According to the patent page on step-size control for echo cancellation, what does the system base the step-size value on?

------ Reading text ------

US9754605B1ActiveUtilityPatentIndex 99
Step-size control for multi-channel acoustic echo canceller

Assignee: AMAZON TECH INCPriority: Jun 9, 2016Filed: Jun 9, 2016Granted: Sep 5, 2017
Est. expiryJun 9, 2036(~9.9 yrs left)· nominal 20-yr term from priority
Inventors:CHHETRI AMIT SINGH
H04S 7/305G10L 2021/02082G10L 21/0264H04R 2499/11G10L 25/21G10L 25/06H04R 3/005H04R 3/02H04R 3/04
PatentIndex Score
206
Cited by
References
Claims
Abstract

A multi-channel acoustic echo cancellation (AEC) system that includes a step-size controller that dynamically determines a step-size value for each channel and each tone index on a frame-by-frame basis. The system determines the step-size value based on a normalized squared cross-correlation (NSCC) between an estimated echo signal and an error signal, allowing the AEC system to converge quickly when an acoustic room response changes while providing stable steady-state error by avoiding misadjustments due to noise sensitivity and/or near-end speech. The step-size value can be determined using fractional weighting that takes into account a signal strength of each channel.
Claims

exact text as granted — not AI-modified
What is claimed is: 
     
       1. A computer-implemented method implemented on a voice-controllable device, the method determining a step-size value of a first adaptive filter of the device, the method comprising:
 receiving a first reference audio signal that is sent from the device to a first loudspeaker for audio playback; 
 receiving, from a microphone of the device, a first microphone audio signal representing audible sound output by the first loudspeaker; 
 determining, using the first reference audio signal and the first adaptive filter that is configured to adjust according to an optimization algorithm, a first echo audio signal that is an estimated representation of a portion of the first microphone audio signal; 
 determining a plurality of echo audio signals; 
 determining a combined echo audio signal by summing the plurality of echo audio signals and the first echo audio signal; 
 determining an error signal by subtracting the combined echo audio signal from the first microphone audio signal; 
 determining a first normalized squared cross-correlation (NSCC) value between the error signal and the first echo audio signal; 
 determining a first scale factor using the first NSCC value, the first scale factor becoming larger as the first NSCC value approaches a value of one; 
 determining a first weight corresponding to a magnitude of the first reference audio signal; 
 determining the step-size value by multiplying the first scale factor, the first weight and a nominal step-size value, the step-size value corresponding to the first reference audio signal; and 
 providing the step-size value to the first adaptive filter.

------ Items ------

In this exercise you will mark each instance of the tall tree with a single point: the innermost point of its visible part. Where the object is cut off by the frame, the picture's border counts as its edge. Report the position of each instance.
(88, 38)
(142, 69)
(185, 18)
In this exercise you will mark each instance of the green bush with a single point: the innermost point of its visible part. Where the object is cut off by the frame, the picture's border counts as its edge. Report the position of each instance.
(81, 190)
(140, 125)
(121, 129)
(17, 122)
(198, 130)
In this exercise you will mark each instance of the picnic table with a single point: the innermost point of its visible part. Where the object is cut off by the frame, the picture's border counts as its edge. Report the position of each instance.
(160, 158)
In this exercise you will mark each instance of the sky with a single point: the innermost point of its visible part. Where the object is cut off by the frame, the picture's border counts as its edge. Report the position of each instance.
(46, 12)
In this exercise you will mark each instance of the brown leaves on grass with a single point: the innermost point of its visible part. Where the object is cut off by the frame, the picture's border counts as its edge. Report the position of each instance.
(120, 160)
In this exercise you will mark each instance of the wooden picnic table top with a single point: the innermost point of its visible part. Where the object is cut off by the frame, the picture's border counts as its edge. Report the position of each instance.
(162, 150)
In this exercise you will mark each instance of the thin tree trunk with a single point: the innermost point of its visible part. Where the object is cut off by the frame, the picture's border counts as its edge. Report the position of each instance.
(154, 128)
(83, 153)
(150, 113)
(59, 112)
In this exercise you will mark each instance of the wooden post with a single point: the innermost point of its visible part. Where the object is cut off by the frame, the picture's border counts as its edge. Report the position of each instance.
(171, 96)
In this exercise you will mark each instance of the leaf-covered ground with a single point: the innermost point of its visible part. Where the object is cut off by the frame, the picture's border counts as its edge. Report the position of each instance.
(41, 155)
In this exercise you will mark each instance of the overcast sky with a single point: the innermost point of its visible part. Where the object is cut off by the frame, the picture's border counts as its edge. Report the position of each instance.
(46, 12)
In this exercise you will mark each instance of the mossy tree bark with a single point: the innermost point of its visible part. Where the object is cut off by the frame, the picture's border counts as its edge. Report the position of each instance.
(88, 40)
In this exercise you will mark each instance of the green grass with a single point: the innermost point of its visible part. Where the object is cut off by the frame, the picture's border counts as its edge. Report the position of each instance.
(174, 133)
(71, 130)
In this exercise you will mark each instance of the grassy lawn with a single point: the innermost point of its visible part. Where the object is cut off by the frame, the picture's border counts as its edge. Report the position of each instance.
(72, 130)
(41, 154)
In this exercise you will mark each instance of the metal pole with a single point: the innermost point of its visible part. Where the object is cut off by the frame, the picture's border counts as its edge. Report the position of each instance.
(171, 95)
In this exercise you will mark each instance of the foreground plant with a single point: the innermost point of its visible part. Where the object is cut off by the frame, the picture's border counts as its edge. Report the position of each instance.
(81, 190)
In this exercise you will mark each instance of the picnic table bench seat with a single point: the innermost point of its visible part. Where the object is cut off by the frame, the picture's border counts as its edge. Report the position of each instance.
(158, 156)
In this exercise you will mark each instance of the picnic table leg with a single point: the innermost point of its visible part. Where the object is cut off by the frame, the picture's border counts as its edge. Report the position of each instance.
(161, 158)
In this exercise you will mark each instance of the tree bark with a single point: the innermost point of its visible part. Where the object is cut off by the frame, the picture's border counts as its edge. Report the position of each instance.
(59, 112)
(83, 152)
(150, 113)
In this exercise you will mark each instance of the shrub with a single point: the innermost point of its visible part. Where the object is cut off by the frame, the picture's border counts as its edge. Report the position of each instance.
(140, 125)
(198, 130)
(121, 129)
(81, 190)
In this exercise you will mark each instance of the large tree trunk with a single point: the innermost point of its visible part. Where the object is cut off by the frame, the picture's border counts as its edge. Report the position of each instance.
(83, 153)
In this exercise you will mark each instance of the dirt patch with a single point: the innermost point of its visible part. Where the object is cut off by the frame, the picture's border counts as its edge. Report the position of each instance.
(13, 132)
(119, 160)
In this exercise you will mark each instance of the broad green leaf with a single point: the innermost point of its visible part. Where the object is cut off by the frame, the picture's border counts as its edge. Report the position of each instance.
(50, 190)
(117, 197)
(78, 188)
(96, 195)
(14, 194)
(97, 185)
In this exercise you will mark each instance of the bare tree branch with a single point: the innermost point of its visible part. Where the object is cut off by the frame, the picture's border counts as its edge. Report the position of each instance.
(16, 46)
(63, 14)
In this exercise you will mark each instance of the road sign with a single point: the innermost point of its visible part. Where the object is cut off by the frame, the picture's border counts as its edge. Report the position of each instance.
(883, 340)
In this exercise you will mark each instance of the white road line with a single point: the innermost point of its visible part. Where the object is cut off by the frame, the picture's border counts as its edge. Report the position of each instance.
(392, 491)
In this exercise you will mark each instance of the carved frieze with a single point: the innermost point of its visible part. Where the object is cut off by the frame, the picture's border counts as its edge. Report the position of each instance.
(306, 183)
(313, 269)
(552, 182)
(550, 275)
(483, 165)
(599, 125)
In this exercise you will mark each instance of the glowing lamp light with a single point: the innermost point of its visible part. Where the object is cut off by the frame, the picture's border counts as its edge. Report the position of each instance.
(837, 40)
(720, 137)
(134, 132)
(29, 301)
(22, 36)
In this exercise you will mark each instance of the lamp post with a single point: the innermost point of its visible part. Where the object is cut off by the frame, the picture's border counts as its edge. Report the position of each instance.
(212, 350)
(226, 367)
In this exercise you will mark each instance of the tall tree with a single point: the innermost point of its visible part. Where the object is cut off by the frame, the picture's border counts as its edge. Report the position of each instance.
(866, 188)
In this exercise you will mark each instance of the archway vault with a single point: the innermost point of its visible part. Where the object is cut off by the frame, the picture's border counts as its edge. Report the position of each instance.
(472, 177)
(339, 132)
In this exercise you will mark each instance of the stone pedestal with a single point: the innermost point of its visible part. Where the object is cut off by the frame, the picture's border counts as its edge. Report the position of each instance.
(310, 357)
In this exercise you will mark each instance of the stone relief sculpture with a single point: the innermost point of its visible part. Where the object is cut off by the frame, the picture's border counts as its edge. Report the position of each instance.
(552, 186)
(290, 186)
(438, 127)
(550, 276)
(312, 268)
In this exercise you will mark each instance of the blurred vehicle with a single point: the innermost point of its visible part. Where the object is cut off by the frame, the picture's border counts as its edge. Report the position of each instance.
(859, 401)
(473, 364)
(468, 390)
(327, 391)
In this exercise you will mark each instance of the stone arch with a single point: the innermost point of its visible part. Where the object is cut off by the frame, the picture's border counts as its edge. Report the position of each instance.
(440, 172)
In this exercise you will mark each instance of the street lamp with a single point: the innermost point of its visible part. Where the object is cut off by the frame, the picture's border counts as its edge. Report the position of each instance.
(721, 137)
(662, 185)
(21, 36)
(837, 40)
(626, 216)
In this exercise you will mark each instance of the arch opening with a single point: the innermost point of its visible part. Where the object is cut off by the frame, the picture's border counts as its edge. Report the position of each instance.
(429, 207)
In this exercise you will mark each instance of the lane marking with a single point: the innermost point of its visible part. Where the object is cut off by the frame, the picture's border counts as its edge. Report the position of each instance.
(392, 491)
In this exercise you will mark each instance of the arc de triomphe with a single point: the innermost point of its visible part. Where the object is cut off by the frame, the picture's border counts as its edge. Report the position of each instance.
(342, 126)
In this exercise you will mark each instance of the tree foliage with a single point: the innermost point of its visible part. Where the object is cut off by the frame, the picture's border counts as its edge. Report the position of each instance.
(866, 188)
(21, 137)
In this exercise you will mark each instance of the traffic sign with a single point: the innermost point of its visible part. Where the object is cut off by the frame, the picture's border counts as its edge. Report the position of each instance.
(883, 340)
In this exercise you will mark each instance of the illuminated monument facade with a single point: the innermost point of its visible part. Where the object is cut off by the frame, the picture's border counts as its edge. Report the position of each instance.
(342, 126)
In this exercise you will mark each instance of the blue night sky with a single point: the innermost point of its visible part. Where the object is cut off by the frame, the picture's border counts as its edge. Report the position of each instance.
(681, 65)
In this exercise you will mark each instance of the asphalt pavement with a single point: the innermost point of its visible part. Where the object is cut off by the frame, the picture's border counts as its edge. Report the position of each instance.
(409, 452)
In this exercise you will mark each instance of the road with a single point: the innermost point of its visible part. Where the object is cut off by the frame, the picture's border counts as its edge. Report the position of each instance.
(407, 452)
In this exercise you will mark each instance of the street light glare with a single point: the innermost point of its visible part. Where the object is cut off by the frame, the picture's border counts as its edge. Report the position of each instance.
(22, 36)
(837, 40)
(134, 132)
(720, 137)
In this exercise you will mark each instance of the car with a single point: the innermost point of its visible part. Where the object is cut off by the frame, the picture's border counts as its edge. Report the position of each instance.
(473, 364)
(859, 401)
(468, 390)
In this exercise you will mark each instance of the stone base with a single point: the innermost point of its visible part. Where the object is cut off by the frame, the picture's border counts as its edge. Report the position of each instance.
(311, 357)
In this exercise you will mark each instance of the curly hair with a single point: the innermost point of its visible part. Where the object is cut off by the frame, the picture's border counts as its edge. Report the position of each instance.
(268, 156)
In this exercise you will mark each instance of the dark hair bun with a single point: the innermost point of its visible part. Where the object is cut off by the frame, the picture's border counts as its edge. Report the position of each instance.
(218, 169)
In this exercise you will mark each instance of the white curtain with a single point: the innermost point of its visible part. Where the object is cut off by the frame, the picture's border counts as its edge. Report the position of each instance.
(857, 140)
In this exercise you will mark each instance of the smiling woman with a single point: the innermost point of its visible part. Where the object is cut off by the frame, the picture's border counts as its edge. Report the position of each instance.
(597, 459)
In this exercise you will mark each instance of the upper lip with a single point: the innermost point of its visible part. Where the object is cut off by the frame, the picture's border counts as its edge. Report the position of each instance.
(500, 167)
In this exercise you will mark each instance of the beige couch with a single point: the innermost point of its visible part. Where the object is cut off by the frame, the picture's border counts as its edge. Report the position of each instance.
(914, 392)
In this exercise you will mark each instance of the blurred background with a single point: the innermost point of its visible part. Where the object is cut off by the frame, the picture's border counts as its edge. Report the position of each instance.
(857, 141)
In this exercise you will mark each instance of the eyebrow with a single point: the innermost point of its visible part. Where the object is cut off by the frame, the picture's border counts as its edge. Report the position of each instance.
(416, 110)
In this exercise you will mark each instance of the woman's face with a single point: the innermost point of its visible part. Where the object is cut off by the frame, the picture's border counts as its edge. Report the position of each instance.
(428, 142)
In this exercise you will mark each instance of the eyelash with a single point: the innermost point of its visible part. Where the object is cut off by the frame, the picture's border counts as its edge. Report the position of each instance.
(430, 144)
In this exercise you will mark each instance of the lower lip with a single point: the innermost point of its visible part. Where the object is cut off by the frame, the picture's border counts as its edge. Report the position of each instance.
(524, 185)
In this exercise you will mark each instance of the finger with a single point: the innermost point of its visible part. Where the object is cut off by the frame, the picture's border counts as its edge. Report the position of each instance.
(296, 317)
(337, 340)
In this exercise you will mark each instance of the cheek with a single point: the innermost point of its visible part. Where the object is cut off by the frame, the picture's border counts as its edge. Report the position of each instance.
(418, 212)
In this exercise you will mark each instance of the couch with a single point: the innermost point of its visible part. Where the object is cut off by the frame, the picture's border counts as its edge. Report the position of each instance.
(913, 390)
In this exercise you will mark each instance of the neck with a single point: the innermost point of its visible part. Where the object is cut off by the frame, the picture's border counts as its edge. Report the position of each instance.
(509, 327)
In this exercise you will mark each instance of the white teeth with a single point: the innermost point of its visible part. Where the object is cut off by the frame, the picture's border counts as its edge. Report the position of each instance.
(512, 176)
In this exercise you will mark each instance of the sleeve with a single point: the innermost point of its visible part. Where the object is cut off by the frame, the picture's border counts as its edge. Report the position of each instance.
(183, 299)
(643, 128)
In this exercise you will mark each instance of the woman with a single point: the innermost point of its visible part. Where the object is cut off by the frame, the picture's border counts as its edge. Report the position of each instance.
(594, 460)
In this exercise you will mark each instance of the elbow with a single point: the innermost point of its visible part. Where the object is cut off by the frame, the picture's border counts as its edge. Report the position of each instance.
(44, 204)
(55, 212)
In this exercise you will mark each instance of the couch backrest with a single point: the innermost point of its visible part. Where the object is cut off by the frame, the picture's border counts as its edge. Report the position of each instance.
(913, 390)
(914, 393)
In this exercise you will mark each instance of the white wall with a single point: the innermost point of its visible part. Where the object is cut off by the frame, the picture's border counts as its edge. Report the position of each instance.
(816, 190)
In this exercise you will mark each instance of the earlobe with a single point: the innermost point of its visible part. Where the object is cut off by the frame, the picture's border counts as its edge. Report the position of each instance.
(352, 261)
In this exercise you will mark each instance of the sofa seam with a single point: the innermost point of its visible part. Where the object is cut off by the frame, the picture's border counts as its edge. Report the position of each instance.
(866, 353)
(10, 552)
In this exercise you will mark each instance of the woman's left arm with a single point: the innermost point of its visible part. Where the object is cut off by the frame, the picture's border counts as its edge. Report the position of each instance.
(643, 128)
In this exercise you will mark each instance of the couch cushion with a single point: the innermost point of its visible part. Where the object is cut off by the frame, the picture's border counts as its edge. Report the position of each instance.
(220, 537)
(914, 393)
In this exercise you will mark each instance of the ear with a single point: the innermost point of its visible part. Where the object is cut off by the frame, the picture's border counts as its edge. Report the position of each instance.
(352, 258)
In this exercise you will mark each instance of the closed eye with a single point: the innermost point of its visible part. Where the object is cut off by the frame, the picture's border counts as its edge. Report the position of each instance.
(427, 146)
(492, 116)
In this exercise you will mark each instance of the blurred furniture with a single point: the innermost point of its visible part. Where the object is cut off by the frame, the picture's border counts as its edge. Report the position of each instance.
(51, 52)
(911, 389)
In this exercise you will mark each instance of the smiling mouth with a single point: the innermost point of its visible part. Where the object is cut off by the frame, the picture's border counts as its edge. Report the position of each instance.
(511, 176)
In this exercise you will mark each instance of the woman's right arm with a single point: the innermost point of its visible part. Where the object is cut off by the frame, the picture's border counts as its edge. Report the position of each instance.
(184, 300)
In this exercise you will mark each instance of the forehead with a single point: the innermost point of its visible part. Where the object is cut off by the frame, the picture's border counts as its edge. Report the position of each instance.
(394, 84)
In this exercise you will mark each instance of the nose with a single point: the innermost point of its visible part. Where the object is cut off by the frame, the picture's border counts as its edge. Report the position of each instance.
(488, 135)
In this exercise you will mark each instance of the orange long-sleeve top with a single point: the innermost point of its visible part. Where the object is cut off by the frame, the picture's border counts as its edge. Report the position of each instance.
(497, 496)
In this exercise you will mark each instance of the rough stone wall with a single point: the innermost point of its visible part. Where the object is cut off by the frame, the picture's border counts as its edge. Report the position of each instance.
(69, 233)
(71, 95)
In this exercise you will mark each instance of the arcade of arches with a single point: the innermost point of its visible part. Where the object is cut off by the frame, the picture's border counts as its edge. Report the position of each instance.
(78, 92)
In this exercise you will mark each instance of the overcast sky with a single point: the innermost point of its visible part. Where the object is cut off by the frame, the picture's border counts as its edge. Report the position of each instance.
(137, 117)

------

> The response
A normalized squared cross-correlation (NSCC) between an estimated echo signal and an error signal.